═════ Data ═════

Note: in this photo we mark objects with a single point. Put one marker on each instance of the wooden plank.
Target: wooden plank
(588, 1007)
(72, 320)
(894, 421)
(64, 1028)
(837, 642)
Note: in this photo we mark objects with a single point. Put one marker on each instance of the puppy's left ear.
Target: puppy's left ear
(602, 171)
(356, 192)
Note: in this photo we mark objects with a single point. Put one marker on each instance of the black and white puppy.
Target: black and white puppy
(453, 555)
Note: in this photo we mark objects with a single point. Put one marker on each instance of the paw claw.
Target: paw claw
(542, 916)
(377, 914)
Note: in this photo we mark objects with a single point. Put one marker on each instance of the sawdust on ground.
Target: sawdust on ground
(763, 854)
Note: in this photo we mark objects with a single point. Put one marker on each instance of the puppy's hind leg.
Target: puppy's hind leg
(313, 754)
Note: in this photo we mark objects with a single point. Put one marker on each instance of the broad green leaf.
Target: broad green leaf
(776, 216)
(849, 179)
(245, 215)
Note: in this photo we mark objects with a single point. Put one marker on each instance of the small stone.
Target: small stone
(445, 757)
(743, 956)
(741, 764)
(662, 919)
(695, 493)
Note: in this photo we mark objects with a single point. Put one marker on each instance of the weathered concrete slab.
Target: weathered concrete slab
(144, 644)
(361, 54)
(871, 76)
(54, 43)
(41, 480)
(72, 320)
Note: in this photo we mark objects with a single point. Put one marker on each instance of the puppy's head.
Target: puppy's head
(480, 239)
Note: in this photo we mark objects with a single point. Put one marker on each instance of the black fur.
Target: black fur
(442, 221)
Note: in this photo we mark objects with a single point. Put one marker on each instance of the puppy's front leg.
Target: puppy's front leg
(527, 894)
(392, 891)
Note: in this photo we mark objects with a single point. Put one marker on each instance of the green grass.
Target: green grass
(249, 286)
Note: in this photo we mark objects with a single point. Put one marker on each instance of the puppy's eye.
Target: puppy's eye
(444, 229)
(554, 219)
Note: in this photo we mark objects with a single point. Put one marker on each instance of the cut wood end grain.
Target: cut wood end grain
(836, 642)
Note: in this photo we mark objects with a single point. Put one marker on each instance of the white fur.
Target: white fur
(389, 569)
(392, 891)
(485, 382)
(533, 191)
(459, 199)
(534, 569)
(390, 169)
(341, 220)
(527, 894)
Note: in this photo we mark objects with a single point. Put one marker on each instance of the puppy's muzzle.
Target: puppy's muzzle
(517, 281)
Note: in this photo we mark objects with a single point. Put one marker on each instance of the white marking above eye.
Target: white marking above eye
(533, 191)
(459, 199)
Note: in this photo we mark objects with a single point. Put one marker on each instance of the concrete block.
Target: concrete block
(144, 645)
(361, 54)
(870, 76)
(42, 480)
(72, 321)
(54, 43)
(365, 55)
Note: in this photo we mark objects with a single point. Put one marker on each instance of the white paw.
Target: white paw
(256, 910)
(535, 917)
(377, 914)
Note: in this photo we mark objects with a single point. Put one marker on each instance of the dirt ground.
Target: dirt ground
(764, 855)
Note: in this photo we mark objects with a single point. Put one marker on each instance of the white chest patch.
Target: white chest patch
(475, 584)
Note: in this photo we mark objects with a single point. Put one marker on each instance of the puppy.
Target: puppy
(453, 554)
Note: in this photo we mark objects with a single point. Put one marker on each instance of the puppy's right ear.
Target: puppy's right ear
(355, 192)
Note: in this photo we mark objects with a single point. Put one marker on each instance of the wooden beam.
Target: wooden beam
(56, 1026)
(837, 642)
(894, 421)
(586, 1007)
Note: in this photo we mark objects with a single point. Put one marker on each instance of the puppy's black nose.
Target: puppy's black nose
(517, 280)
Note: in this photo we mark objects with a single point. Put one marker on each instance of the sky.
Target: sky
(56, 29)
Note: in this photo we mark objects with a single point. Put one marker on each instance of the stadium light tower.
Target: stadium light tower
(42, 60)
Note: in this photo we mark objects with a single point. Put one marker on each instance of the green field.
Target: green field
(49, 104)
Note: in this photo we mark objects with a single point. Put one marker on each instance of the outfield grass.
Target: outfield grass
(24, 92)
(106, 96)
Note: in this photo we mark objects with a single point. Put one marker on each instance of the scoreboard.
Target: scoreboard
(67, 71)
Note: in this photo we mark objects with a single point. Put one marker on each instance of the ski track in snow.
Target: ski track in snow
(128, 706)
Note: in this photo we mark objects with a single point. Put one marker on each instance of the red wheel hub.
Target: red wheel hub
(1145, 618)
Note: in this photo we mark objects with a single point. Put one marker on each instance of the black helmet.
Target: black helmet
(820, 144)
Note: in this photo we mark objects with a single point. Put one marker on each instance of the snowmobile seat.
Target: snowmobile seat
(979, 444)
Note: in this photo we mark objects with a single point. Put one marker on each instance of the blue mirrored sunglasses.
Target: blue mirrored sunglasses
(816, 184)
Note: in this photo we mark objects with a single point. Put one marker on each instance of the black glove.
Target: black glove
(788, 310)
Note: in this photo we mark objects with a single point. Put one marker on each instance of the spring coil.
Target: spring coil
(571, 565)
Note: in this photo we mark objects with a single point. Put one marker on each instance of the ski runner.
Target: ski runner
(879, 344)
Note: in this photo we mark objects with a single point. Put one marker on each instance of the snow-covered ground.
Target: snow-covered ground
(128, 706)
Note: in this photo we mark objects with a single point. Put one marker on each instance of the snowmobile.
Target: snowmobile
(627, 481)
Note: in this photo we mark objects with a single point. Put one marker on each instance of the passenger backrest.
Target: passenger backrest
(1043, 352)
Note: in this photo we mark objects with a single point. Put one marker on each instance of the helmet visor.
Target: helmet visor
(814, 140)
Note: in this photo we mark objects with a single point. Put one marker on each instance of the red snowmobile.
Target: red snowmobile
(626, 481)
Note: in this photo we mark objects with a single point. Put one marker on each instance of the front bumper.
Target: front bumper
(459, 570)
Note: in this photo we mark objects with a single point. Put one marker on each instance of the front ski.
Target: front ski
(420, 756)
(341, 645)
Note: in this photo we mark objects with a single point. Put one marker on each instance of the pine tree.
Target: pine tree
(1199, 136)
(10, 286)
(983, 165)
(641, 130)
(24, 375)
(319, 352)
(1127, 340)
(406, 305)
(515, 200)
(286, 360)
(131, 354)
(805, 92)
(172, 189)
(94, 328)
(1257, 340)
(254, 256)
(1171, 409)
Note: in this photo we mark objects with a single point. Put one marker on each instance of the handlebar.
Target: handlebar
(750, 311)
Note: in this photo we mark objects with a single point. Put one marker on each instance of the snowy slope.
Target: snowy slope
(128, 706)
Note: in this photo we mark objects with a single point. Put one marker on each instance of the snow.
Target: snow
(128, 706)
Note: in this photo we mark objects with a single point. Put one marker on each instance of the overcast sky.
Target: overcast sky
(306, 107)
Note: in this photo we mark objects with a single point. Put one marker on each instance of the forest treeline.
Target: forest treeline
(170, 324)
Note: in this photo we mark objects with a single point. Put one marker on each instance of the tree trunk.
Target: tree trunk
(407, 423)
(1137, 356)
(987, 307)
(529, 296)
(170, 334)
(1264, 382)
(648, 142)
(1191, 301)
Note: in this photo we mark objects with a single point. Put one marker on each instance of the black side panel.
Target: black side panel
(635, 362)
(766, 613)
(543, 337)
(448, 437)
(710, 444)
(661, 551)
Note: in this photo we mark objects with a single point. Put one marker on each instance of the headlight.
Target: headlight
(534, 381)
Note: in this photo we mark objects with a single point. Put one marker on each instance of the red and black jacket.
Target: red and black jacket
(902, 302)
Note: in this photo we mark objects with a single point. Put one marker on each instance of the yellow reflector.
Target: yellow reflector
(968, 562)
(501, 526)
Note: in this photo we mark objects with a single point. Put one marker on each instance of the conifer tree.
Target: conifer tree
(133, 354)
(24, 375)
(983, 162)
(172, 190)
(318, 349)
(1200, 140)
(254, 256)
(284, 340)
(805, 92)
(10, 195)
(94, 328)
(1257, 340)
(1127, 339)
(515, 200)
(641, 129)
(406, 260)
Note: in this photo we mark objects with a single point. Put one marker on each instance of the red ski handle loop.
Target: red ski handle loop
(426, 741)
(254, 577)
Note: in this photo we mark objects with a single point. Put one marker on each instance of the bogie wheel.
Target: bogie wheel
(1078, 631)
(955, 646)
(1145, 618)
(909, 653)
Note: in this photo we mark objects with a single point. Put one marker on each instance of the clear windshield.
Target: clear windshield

═════

Exercise brief
Reproduce only the lines from the line containing "of the snow." to the last line of the material above, both of those lines included.

Answer to the problem
Note: in this photo we mark objects with a single point. Put one marker on each instance of the snow.
Target: snow
(128, 706)
Note: in this photo we mark objects with a single point. Put one marker on each instance of the overcast sky.
Target: overcast sky
(306, 107)
Note: in this photo we mark objects with a single point. Put one marker on each instance of the forest treeline.
Target: forest treeline
(170, 324)
Note: in this photo we mark objects with a single point. Put one marker on each instance of the tree trunk.
Target: tree trunk
(407, 423)
(1137, 356)
(987, 307)
(529, 296)
(170, 334)
(1264, 382)
(648, 142)
(1191, 301)
Note: in this photo we mark objects with a single point. Put one marker on each instance of the black side panel.
Target: black side panel
(635, 362)
(766, 613)
(543, 337)
(448, 437)
(710, 444)
(661, 551)
Note: in this photo we mark objects with a single point. Put one marker on each instance of the headlight.
Target: headlight
(534, 381)
Note: in this photo we mark objects with a single point. Put one marker on each instance of the red and black jacket.
Target: red and black jacket
(902, 302)
Note: in this photo we mark objects with a single point. Put one marker on each instance of the yellow reflector.
Target: yellow reflector
(968, 562)
(501, 526)
Note: in this photo we mark objects with a single point. Put one marker on each instance of the conifer tree.
Target: conifer tree
(133, 354)
(24, 375)
(983, 162)
(172, 190)
(318, 349)
(1200, 140)
(254, 256)
(284, 340)
(805, 92)
(10, 195)
(94, 328)
(1257, 340)
(1127, 339)
(515, 200)
(641, 129)
(406, 260)
Note: in this photo we mark objects with a single point. Put one marker on each instance of the red ski handle loop.
Target: red ski handle loop
(426, 741)
(254, 577)
Note: in this photo we mark objects with a single point. Put one marker on each instance of the bogie wheel.
Target: bogie wheel
(1078, 631)
(955, 646)
(1145, 618)
(909, 653)
Note: in this photo we mark objects with a single point. Put one marker on each instance of the clear windshield.
Target: clear windshield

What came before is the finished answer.